*WRITTEN INSTRUCTION*.
Nothing before the line containing "of the cobblestone" belongs in the answer; quote that line and all lines after it through the end of the material, word for word.

Pointing and labeling entries:
## start
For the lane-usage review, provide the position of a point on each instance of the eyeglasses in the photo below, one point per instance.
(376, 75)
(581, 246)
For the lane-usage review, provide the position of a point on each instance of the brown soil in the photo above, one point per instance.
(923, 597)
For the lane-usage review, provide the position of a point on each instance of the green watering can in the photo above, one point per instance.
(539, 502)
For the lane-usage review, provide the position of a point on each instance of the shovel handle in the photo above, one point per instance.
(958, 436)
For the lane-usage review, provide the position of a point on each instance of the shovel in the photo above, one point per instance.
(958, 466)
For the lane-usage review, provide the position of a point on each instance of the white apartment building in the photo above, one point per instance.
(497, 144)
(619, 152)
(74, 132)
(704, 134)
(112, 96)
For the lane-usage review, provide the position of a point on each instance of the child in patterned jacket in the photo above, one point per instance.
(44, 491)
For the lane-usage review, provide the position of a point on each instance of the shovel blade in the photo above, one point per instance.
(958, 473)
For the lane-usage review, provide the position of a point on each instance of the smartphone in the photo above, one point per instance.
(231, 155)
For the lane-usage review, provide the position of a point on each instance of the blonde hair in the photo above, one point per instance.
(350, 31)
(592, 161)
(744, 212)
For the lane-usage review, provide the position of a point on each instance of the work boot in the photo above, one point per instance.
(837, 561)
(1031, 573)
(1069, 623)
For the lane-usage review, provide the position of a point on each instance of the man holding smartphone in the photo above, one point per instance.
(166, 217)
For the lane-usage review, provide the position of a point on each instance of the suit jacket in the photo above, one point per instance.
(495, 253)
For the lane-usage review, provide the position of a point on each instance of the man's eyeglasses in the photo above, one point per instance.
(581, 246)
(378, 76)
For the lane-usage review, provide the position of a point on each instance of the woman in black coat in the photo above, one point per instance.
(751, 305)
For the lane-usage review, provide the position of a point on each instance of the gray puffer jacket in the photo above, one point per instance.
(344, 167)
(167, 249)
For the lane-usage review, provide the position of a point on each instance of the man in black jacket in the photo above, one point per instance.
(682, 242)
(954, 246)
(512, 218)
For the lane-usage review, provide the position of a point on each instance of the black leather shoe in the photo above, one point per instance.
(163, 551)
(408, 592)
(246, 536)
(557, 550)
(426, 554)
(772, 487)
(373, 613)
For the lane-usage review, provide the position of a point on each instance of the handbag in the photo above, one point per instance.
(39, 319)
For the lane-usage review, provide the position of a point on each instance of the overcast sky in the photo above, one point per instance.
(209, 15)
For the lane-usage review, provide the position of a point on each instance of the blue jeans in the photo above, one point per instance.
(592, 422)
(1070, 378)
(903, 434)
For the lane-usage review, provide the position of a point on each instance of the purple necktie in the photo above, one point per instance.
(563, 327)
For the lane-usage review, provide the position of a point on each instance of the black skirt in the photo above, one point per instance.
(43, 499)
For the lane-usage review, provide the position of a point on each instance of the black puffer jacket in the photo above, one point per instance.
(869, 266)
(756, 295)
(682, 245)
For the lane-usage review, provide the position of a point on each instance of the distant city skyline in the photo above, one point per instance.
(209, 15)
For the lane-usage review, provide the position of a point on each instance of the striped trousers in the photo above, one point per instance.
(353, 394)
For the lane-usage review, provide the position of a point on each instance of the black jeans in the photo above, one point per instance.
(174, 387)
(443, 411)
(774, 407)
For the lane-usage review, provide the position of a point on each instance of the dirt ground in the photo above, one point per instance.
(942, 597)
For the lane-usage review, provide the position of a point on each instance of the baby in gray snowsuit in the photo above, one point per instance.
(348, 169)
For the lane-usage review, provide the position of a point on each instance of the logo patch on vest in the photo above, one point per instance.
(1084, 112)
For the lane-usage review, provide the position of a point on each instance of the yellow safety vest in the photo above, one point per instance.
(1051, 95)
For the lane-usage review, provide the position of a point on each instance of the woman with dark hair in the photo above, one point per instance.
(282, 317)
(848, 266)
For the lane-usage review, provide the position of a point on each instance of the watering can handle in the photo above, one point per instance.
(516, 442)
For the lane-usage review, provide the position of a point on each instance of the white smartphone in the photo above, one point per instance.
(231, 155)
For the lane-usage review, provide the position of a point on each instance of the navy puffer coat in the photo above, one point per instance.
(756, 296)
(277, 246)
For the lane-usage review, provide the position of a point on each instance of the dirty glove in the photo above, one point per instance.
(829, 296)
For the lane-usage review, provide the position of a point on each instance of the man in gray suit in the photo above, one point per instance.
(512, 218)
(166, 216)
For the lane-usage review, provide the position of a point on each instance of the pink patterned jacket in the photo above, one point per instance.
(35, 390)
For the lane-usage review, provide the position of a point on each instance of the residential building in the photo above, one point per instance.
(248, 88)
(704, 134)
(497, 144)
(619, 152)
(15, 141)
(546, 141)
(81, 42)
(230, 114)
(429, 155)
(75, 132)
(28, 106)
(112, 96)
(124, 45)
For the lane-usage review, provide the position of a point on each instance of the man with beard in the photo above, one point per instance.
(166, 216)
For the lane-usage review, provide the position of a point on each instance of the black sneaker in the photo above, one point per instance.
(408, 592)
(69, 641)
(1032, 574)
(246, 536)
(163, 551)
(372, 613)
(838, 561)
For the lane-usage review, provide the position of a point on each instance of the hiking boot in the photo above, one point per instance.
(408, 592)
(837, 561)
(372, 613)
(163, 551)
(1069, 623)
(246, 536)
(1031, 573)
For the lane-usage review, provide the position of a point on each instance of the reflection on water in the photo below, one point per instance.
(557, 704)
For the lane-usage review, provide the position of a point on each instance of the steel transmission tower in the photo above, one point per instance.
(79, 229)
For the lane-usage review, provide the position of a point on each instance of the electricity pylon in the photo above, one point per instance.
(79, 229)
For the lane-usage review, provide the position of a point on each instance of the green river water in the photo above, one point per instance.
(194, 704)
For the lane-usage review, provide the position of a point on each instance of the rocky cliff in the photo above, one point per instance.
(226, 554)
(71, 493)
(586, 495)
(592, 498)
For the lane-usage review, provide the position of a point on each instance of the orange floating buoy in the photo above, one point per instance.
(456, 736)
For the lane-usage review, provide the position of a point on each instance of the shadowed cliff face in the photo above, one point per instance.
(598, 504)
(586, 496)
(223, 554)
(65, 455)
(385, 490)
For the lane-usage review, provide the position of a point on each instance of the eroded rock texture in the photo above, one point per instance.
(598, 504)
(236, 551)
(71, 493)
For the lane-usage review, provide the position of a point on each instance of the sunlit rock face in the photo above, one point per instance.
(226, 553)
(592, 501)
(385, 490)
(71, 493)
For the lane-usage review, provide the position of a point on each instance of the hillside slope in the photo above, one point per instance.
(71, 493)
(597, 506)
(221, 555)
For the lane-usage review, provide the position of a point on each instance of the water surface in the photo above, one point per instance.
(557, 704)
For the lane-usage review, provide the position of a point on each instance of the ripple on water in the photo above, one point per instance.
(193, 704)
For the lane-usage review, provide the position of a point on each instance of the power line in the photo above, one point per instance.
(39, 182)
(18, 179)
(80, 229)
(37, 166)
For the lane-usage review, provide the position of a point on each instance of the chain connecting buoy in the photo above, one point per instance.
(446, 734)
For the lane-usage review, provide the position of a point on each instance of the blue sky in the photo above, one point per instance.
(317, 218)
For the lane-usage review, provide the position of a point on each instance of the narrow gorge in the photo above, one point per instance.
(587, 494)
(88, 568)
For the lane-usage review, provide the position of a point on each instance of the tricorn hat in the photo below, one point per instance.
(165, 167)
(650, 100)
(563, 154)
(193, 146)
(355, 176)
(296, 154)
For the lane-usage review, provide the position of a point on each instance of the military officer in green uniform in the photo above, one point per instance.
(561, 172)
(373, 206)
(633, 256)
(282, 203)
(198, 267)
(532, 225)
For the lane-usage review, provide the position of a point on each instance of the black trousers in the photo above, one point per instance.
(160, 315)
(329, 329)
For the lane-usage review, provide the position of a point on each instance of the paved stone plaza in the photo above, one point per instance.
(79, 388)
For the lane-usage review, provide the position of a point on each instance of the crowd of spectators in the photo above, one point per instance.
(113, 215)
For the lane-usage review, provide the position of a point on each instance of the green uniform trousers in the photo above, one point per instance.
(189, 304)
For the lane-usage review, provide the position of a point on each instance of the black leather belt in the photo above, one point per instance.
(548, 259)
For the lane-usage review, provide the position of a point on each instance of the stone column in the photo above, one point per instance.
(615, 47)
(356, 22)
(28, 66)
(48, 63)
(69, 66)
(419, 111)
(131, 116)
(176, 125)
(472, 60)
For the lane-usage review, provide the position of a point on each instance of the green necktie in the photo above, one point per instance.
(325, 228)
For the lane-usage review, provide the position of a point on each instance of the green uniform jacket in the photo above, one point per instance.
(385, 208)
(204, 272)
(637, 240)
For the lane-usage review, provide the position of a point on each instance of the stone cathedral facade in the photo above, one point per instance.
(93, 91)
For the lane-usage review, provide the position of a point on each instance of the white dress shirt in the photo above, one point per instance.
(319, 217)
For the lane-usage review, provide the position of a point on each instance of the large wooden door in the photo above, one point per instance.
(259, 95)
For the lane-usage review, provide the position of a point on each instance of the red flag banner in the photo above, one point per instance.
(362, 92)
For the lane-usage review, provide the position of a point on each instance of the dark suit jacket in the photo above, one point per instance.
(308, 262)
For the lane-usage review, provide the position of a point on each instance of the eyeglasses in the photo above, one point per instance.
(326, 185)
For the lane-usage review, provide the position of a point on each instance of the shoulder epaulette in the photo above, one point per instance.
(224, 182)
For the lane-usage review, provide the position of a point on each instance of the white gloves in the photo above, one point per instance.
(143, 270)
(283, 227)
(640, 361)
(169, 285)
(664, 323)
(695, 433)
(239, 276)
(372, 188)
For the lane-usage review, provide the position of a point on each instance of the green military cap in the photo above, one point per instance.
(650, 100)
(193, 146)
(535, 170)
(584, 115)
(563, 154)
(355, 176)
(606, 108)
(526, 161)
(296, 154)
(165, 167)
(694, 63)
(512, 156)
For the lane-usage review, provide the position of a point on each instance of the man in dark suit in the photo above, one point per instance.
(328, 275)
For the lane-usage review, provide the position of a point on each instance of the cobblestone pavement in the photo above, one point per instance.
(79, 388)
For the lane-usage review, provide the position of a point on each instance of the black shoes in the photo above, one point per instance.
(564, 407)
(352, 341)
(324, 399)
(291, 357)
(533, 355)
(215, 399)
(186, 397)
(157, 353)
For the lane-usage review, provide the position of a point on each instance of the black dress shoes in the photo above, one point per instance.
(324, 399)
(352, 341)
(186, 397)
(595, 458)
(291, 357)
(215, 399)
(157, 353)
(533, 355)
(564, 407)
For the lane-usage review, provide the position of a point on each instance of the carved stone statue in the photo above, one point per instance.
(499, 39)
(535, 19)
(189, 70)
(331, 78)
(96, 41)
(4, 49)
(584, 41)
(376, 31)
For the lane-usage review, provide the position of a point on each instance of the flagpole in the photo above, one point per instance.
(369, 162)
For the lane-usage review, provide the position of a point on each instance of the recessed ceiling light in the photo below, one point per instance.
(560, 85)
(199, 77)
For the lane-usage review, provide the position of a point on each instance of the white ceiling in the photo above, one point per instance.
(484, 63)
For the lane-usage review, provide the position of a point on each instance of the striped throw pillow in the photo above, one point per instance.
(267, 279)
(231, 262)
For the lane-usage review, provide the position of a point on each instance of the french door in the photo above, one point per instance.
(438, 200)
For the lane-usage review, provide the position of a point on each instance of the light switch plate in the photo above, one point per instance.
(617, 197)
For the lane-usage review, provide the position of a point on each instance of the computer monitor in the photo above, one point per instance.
## end
*TASK SOLUTION*.
For the lane-usage review, provide the position of a point on each instance of the cobblestone pavement in the photo above, one point per instance.
(79, 388)
For the lane-usage review, provide the position of a point on each instance of the black shoes in the photo above, one point per instance.
(564, 407)
(352, 341)
(324, 399)
(291, 357)
(533, 355)
(215, 399)
(186, 397)
(157, 353)
For the lane-usage review, provide the position of a point on each instance of the black dress shoes in the photo above, one point per instance.
(324, 399)
(352, 341)
(186, 397)
(595, 458)
(291, 357)
(215, 399)
(157, 353)
(533, 355)
(564, 407)
For the lane-usage review, provide the position of a point on each instance of the carved stone statue in the photo above, one point per instance.
(499, 39)
(535, 19)
(189, 70)
(331, 78)
(96, 41)
(4, 49)
(584, 41)
(376, 31)
For the lane-usage review, provide the position of a point on each instance of the flagpole in the photo above, one point per instance.
(369, 162)
For the lane-usage review, provide the position of a point on each instance of the recessed ceiling light in the photo below, one point per instance.
(560, 85)
(199, 77)
For the lane-usage review, provide the position of a point on each instance of the white ceiling in the photo above, one point per instance.
(484, 63)
For the lane-usage review, provide the position of a point on each instance of the striped throw pillow in the photo above, one point per instance.
(267, 279)
(231, 262)
For the lane-usage review, provide the position of a point on each instance of the french door in the photo above, one point per instance.
(438, 200)
For the lane-usage review, provide the position of a point on each instance of the light switch plate in the photo above, one point per instance.
(617, 197)
For the lane-usage review, provide the position of a point on each instance of the computer monitor in the photo above, one point per instance.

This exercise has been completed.